Task instructions>
Pick out every line in the data below that contains the string "chafing", and copy each one in full. Case counts.

Coordinate annotation data>
----------
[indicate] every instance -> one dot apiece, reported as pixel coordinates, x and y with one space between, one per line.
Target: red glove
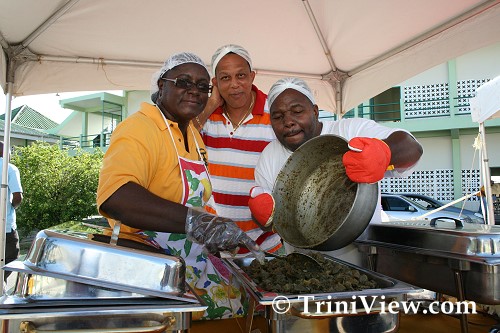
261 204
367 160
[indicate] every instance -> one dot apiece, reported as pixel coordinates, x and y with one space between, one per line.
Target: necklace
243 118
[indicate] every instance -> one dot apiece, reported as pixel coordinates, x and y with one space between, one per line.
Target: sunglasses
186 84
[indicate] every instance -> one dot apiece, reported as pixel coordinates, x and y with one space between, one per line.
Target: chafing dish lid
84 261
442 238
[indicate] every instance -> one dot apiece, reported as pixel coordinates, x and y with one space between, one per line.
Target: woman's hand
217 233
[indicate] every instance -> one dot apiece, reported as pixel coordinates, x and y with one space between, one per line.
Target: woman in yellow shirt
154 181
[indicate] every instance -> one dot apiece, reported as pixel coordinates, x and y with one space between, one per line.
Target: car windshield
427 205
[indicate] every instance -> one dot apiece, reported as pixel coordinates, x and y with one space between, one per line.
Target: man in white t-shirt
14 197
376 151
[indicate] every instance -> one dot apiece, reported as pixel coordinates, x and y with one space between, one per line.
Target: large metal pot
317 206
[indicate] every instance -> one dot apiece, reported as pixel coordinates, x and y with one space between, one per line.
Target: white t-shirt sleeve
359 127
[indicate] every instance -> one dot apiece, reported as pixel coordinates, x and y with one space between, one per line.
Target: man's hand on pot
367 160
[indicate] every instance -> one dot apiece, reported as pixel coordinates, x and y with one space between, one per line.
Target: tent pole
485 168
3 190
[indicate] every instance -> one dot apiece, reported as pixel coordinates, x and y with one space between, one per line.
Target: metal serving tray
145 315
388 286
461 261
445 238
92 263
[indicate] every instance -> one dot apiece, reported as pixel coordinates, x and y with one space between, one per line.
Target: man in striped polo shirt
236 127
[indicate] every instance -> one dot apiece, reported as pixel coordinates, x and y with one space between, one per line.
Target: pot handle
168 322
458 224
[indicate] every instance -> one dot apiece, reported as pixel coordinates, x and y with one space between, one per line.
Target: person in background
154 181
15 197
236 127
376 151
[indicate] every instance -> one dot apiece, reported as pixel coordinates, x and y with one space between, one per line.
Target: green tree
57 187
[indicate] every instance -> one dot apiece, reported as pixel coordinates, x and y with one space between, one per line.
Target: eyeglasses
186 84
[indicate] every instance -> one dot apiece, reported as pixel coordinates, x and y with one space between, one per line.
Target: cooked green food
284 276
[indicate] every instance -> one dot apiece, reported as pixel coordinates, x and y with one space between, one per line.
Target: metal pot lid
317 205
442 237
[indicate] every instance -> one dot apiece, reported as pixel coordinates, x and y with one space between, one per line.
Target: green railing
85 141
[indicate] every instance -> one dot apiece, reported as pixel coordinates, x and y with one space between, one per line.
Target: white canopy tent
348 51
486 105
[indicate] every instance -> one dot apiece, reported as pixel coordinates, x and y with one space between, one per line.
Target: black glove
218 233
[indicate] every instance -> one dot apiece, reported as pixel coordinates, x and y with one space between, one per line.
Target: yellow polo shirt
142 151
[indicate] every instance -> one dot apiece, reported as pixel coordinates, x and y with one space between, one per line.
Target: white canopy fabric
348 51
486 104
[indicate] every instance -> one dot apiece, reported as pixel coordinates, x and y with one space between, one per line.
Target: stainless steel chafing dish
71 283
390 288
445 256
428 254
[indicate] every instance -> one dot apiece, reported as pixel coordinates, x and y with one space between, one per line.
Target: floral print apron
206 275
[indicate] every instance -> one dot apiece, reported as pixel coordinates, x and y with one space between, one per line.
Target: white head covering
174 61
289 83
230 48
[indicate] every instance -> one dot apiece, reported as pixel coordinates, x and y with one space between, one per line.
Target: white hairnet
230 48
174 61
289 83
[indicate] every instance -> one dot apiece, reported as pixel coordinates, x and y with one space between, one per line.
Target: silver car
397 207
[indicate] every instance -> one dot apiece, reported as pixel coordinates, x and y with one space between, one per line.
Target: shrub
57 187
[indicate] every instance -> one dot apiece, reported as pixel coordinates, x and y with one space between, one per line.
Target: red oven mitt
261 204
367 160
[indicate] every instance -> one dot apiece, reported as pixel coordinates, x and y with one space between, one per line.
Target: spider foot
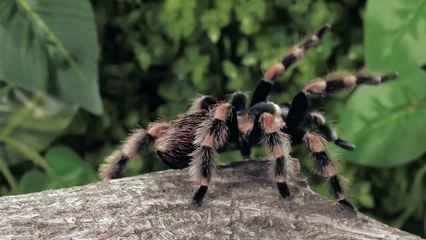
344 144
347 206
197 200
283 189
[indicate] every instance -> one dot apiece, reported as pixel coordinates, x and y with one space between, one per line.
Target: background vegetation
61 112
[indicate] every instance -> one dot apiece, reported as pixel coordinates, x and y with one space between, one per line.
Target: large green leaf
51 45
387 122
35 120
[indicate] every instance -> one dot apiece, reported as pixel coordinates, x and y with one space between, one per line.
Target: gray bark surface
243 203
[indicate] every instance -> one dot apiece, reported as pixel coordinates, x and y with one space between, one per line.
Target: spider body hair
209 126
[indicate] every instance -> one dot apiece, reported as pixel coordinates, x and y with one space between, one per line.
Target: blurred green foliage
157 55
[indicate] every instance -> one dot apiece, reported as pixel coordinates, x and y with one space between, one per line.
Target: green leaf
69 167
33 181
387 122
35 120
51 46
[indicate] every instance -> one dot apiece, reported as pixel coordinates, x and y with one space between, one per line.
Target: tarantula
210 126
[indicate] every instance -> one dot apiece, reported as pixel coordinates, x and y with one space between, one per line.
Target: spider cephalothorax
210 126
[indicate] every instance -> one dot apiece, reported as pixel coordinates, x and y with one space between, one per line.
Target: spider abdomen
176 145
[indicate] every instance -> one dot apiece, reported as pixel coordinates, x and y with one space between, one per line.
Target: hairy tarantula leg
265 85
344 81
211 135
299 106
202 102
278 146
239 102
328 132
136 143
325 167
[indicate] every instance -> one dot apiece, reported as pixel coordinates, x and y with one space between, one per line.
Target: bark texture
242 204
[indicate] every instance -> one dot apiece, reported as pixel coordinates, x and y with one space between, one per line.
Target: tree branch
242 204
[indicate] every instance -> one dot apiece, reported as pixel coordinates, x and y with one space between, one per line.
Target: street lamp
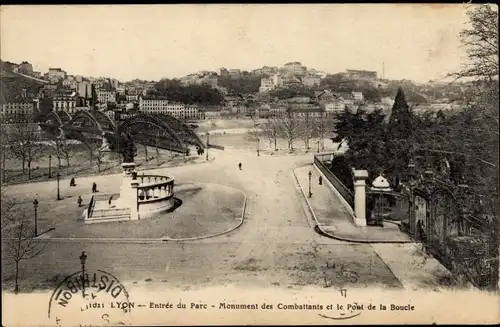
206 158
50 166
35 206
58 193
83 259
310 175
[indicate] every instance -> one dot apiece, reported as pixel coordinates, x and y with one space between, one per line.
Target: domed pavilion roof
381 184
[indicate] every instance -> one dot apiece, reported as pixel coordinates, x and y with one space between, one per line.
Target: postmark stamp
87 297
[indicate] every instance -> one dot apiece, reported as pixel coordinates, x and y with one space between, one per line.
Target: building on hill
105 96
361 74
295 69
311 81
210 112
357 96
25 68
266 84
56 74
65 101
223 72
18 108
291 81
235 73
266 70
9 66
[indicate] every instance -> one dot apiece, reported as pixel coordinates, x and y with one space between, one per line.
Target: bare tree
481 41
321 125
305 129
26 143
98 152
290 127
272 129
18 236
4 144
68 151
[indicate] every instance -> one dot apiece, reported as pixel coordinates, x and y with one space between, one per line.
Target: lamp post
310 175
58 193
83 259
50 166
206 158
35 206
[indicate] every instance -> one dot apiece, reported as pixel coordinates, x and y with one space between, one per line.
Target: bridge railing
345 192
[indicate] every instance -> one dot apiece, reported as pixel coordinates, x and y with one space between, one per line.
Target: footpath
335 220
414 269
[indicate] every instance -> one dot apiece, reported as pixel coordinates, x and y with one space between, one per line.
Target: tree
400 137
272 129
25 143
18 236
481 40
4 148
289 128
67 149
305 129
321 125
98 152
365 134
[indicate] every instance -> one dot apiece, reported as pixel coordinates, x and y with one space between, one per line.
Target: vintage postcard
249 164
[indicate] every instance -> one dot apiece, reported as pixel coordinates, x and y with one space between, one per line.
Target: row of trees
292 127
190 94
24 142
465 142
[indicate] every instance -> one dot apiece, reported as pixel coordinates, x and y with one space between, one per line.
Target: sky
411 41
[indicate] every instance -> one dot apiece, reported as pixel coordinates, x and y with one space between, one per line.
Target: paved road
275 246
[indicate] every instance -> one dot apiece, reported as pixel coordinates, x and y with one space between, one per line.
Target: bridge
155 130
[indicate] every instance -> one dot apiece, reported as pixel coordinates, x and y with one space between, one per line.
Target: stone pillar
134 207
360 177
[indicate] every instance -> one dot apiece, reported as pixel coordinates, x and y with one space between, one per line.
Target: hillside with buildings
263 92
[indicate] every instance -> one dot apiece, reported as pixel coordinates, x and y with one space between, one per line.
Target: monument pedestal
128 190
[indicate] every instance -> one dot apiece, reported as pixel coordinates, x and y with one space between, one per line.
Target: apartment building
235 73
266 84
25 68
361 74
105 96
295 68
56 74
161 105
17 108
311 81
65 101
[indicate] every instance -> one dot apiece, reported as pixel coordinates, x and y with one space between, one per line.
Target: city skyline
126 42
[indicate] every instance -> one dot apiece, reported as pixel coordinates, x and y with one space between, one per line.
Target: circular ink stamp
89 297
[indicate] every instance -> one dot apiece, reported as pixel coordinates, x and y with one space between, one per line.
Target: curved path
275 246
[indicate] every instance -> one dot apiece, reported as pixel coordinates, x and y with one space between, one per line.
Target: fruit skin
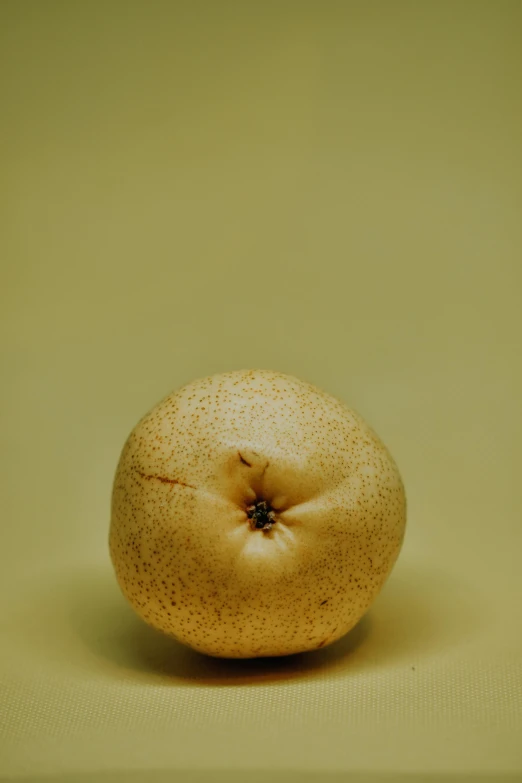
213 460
----------
Written solution>
Target: chafing dish lid
Target: stainless steel chafing dish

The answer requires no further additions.